▸ Provided material:
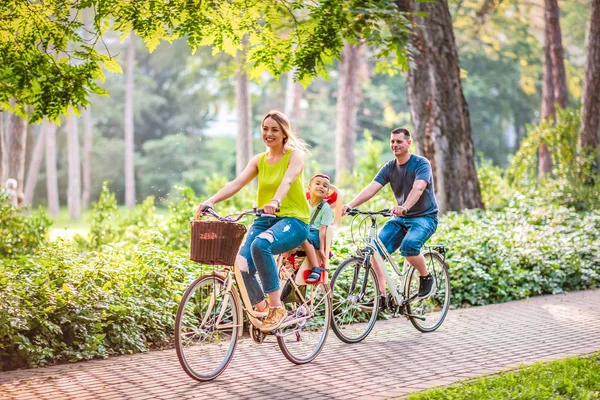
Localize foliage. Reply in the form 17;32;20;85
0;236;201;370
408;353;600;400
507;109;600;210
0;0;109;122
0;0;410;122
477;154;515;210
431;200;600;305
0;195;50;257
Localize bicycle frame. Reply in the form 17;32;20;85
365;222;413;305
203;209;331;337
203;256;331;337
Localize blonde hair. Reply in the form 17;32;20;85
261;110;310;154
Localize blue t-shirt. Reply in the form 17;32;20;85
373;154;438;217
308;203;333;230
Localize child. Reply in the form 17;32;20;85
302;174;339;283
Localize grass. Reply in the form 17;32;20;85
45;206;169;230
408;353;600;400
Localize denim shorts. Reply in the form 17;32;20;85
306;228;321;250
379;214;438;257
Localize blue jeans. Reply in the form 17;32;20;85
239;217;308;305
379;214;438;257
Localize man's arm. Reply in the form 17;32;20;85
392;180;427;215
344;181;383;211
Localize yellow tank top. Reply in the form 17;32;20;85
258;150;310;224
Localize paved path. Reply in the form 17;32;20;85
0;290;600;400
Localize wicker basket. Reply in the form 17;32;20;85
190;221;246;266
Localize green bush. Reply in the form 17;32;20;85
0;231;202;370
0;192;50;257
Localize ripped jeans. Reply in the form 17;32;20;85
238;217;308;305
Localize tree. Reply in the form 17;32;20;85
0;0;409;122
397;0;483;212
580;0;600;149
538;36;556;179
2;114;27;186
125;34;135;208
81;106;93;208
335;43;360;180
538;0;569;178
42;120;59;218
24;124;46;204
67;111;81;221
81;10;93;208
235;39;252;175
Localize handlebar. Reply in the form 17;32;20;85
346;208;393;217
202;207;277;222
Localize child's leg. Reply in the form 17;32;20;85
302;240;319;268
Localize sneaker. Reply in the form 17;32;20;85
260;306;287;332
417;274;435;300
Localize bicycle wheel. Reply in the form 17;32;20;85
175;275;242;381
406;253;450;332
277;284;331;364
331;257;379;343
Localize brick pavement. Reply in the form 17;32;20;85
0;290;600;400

▸ Exercise brief: Copy every item above word for word, leaving out the pictures.

▸ Finished answer:
Localize foliage. Reply in the form 17;32;20;85
0;236;201;370
408;353;600;400
507;109;600;210
0;0;109;122
0;0;410;122
477;154;515;210
431;200;600;305
0;195;50;257
Localize bicycle frame. Reply in the form 17;32;20;85
365;222;413;305
203;209;331;337
203;256;331;337
Localize blonde hair. Reply in the form 17;32;20;85
261;110;310;154
Localize blue t-shirt. Reply in the form 17;32;20;85
373;154;438;217
308;203;333;230
Localize child. Reply in the form 17;32;20;85
302;174;339;283
Localize grass. Reply in the form 17;32;20;85
45;206;169;230
408;353;600;400
Localize denim shorts. Reply in the form 17;32;20;85
306;228;321;250
379;214;438;257
Localize blue jeans. Reply in the form 17;32;20;85
239;217;308;305
379;214;438;257
Localize man's arm. Reply in the form 17;32;20;85
392;180;427;215
344;181;383;211
Localize yellow tank top. Reply in the form 17;32;20;85
258;150;310;224
Localize paved path. Reply in the form 17;32;20;85
0;290;600;400
Localize wicker basket. Reply in the form 17;32;20;85
190;221;246;266
Localize green bush. Reply in the form 17;32;20;85
0;231;202;370
0;192;50;257
Localize ripped jeans. Reply in the form 17;32;20;85
238;217;308;305
Localize tree. Reply in the form 17;32;20;85
0;0;409;122
397;0;483;212
580;0;600;149
538;36;556;179
2;114;27;186
125;34;135;208
81;106;93;208
335;43;360;180
538;0;569;178
42;120;59;218
24;124;46;204
67;111;81;221
81;10;93;208
235;39;252;175
Localize handlebar. Reply in the form 17;32;20;85
346;208;393;217
202;207;277;222
Localize child's leg. Reply in the form 17;32;20;85
302;240;319;268
Localize sneaker. Reply in the form 17;32;20;85
260;306;287;332
417;274;435;300
Localize bicycle wheel. Reply in the form 17;32;20;85
175;275;242;381
406;253;450;332
277;284;331;364
331;257;379;343
Localize brick pavement. Reply in the form 17;32;20;85
0;290;600;400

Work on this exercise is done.